▶ [SELECTION]:
Parag Agrawal, who took over Monday as the new head of Twitter, shot from
relative obscurity as the platform’s technology expert to becoming the latest
India-born talent to lead a US tech giant. Unlike his predecessor, co-founder
Jack Dorsey, Agrawal enjoyed until Monday a much more low-profile role at the
company, with only about 24,000 followers on the platform, compared to Dorsey’s
almost six million. But with a tweeted statement that began, “Thank you, Jack,
I’m honoured and humbled,” Agrawal took the reins of a company aiming to steer
away from free speech battles and toward growth. Agrawal is also the latest
India-born star tapped to head a major US-based tech company, following the
likes of Google-parent Alphabet’s CEO Sundar Pichai and Microsoft CEO Satya
Nadella. “He’s been behind every critical decision that helped turn this company
around,” Dorsey wrote of Agrawal in a message to Twitter staff. “He leads with
heart and soul and is someone I learn from daily. My trust in him as our CEO is
bone-deep.” Educated in computer science and engineering at the Indian Institute
of Technology Bombay and holding a PhD from Stanford University in California,
Agrawal joined Twitter in 2011 and rose to become its CTO by 2017. As the head
of technology at the firm, he oversaw machine learning and artificial
intelligence, as well as the company’s broad technical strategy. These
specialities make him a natural choice to replace Dorsey, Creative Strategies
analyst Carolina Milanesi told AFP. “Going forward AI (artificial intelligence)

▶ [WRITTEN INSTRUCTION A]: Count the lines in the rows that contain the string "green", treating uppercase and lowercase as different, and give only the number.
The article and the rows come from unrelated sources.

Point labels for objects:

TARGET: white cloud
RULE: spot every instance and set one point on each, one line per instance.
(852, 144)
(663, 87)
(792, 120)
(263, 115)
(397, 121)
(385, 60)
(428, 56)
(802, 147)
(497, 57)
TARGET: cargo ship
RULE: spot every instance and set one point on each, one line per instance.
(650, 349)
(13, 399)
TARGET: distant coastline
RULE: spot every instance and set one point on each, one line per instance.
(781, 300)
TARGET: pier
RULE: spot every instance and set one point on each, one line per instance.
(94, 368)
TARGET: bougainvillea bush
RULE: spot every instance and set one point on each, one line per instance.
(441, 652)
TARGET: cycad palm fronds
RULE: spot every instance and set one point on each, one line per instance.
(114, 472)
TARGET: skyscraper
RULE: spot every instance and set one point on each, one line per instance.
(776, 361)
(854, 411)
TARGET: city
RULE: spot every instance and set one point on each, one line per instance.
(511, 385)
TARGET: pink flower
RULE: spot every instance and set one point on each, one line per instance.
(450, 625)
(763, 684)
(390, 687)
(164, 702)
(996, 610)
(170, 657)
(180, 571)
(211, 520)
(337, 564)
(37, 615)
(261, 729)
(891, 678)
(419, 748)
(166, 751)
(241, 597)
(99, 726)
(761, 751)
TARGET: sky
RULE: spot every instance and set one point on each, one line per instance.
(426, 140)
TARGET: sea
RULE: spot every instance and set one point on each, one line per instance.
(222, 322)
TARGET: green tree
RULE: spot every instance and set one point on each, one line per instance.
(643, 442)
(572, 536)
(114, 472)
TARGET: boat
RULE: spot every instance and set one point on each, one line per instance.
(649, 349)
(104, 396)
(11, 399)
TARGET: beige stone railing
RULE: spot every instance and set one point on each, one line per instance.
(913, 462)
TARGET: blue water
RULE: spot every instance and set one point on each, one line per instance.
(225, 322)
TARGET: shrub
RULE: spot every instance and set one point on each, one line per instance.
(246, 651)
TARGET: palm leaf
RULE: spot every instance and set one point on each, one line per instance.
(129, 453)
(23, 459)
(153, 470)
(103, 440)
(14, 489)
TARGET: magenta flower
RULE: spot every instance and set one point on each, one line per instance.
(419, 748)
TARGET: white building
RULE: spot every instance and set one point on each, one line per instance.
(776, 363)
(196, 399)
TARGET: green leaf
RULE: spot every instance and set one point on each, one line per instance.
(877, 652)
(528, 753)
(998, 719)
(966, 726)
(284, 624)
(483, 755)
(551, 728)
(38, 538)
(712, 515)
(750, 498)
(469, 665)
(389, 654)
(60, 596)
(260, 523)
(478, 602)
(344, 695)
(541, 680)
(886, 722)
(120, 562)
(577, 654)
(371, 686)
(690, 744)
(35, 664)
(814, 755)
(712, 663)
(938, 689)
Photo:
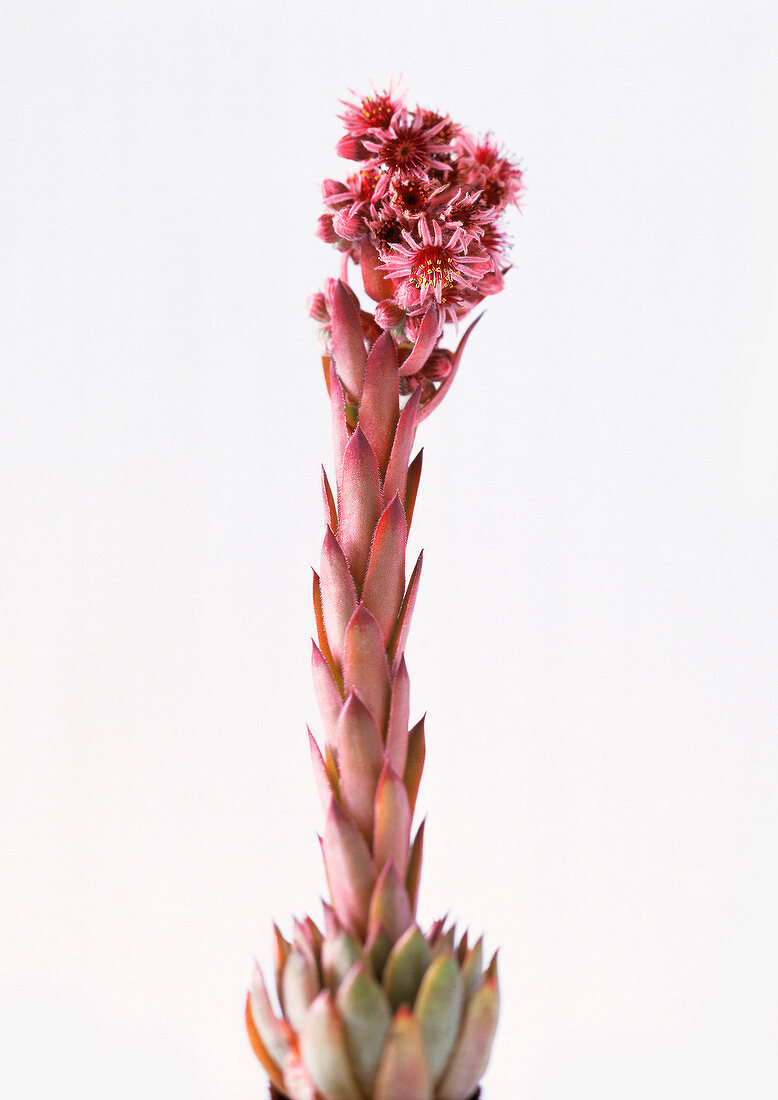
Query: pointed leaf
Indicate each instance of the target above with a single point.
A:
(429, 330)
(384, 583)
(397, 728)
(401, 631)
(272, 1032)
(350, 870)
(380, 405)
(412, 486)
(404, 1070)
(446, 384)
(297, 1081)
(327, 694)
(325, 1052)
(339, 954)
(413, 875)
(375, 281)
(300, 985)
(340, 430)
(472, 977)
(348, 343)
(364, 664)
(338, 595)
(281, 950)
(392, 824)
(414, 762)
(359, 504)
(405, 967)
(366, 1018)
(397, 470)
(360, 760)
(320, 776)
(320, 629)
(438, 1009)
(270, 1066)
(390, 905)
(473, 1045)
(330, 510)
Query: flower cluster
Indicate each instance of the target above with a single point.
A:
(422, 218)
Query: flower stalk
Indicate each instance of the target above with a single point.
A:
(372, 1008)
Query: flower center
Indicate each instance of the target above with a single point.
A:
(434, 268)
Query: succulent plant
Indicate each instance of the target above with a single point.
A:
(370, 1007)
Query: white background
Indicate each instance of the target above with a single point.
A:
(595, 641)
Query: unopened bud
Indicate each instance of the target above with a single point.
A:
(389, 315)
(325, 230)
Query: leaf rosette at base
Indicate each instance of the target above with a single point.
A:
(414, 1018)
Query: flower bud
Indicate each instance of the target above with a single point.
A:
(389, 315)
(325, 230)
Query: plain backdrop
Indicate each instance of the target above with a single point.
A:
(595, 642)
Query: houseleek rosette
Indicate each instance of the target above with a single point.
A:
(371, 1007)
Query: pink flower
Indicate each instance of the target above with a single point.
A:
(406, 146)
(437, 262)
(371, 112)
(482, 166)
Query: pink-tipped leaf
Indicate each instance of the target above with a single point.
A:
(413, 875)
(397, 727)
(380, 405)
(350, 870)
(325, 1051)
(385, 579)
(348, 343)
(397, 470)
(364, 664)
(327, 694)
(403, 626)
(392, 827)
(360, 760)
(404, 1071)
(390, 905)
(473, 1044)
(359, 504)
(338, 594)
(429, 330)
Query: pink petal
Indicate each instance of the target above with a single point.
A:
(350, 870)
(385, 579)
(364, 664)
(338, 594)
(401, 633)
(397, 470)
(325, 1051)
(380, 405)
(392, 826)
(359, 504)
(348, 343)
(360, 760)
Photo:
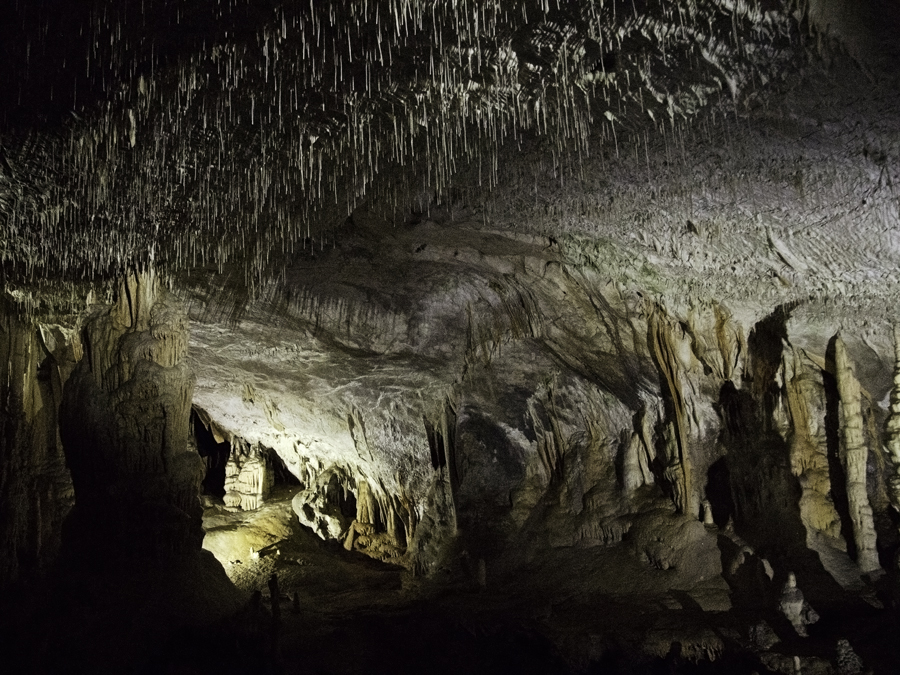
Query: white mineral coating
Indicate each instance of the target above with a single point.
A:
(854, 454)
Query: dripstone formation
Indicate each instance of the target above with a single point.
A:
(495, 336)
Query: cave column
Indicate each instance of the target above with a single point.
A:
(124, 423)
(892, 429)
(854, 454)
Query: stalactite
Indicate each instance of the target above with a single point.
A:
(892, 427)
(665, 356)
(854, 454)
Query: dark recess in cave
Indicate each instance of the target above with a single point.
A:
(215, 455)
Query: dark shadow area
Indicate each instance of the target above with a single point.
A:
(833, 445)
(214, 454)
(718, 492)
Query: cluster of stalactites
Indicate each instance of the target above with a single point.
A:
(239, 146)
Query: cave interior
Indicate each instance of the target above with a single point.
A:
(468, 336)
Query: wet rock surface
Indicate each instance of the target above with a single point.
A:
(642, 419)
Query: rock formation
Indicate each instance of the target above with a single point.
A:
(892, 428)
(505, 326)
(795, 607)
(854, 454)
(124, 424)
(248, 477)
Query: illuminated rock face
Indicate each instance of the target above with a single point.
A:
(248, 478)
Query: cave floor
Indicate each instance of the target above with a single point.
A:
(359, 615)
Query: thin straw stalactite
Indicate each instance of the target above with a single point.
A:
(278, 124)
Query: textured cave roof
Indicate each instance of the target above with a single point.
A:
(238, 132)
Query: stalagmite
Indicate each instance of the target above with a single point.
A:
(892, 427)
(854, 453)
(678, 471)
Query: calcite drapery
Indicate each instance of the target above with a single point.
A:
(854, 454)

▶ [WRITTEN INSTRUCTION B]: Carry on the article about Parag Agrawal taking over as head of Twitter, picking up right after its final words.

▶ [REPLY A]: 2

▶ [REPLY B]:
and ML (machine learning) will be more and more critical in making the platform
healthier and more engaging for users and more profitable for the company,” she
said. “We might also see some more rigour and rational in the decision-making
process,” Milanesi added. Agrawal was also head of the company’s “Bluesky” push
to create a more open and decentralized standard for social media. “I recognize
that some of you know me well, some just a little, and some not at all,” Agrawal
said in an email to some 5,500 employees at San Francisco-based Twitter. The
platform has grown far less exponentially than its Silicon Valley neighbours and
has very meagre net profits compared to the two giants of digital advertising,
Google and Facebook’s parent Meta. Profitable for the first time in 2017,
Twitter has slipped back into the red several times since. Dorsey is perhaps
best know to the public as the man who kicked Donald Trump off Twitter, the
former president’s preferred megaphone to rally his fans and assail his critics.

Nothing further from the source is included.